*** Teks yang Diberikan ***
Untuk fasilitas jalan di Pulau Belakang Padang ini, sebagian sudah menggunakan aspal, beton dan sebagian ruasnya lagi menggunakan semacam paving blok dan juga trotoar seperti jalan ditempat lain, tetapi jalannya lumayan mulus menyusuri setiap inci perkampungan disana.

Kata bapak pengendara becak, saat ini mereka menikmati perbaikan jalannnya, mereka sangat nyaman meskipun jalan mereka belum sama seperti jalan-jalan di pulau lain yang mungkin lebih bagus dari itu. Waktu saya menanyakan tentang sumber air minum, kata si bapak, air untuk mereka minum adalah air tampungan dari hujan. Mereka membuat semacam tangki air (bak air) dari beton untuk menampung air hujan. Setiap rumah punya wadah air seperti ini, karena menurut mereka, profil tangki air yang biasanya terlalu kecil ukurannya untuk menampung air dalam jumlah besar.

Saya juga melihat beberapa sumur galian, mungkin sumur ini di gunaknakan masyarakat untuk keperluan menyiram atau keperluan lain selain air untuk kebutuhan minum. Jelasnya, kali ini senyum saya sedikit lebih lebar karena bisa jalan – jalan lagi di pulau kecil sekitar batam. Yang menariknya, tidak ada jalan yang macet.

Setiap 200 atau 300 meter, ada pemandangan indah, si bapak pengendara becak sepertinya sudah membaca isi kepala dan hati saya. Tanpa diminta untuk berhenti, si bapak sudah berisiatif untuk berhenti dan membiarkan setiap penumpang untuk menikmati pemandangan atau sekedar berswa foto untuk keperluan liburannya.

Selain pulau yang ramah, ternyata pulau Belakang Padang ini juga menjadi salah satu tempat favorit untuk sejumlah masyarakat di batam, mereka memilih sarapan pagi di pulau belakang padang. Ini hal yang sangat unik, tetapi sudah biasa saya temukan. Seperti sebelumnya saya berkunjung ke pulau Penyengat di depan tanjung pinang sekita pertengahan tahun 2023, sebagian orang di tanjung pinang juga memilih untuk mencari sarapan ke pulau penyengat, mereka menyeberang dari tanjung pinang ke pulau penyengat dengan pompong, setelah itu kembali lagi ke kota tanjung pinang.

Bagi saya, setelah menikmati perjalanan di Pulau Belakang Padang ini, sebelum kembali menyaksikan event perahu layar 17 agustusan, saya menemukan beberapa hal yang luar biasa, suasana yang masih asri, wangi kebahagiaan bisa tercium disetiap sudut rumah masyarakat disana. Mungkin namanya Pulau Penawar Rindu, setelah pulang dari pulau Belakang Padang ini, pasti ingin kembali lagi melepas rindu dan menikmati kopi sembari melihat mekarnya senyuman orang – orang melayu yang ramah, terimakasih untuk keramahannya bapak – bapak pengendara becak di Pulau Penawar Rindu, Belakang Padang.
*** Data yang Diberikan ***
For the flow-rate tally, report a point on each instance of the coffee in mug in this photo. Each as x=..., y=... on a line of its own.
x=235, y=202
***
Soal:
Jawab pertanyaan berikut berdasarkan teks tentang Pulau Belakang Padang, lalu tandai jawaban dengan (a), (b), dan (c).
(a) Menurut pengendara becak, dari mana air minum warga berasal?
(b) Apa yang dilakukan pengendara becak tanpa diminta saat ada pemandangan indah?
(c) Dengan apa orang menyeberang dari Tanjung Pinang ke Pulau Penyengat?
Baris-baris data merupakan bahan yang terpisah dari teks.

Jawaban Soal:
(a) Dari tampungan air hujan.
(b) Ia berhenti dan membiarkan penumpang menikmati pemandangan atau berswafoto.
(c) Dengan pompong.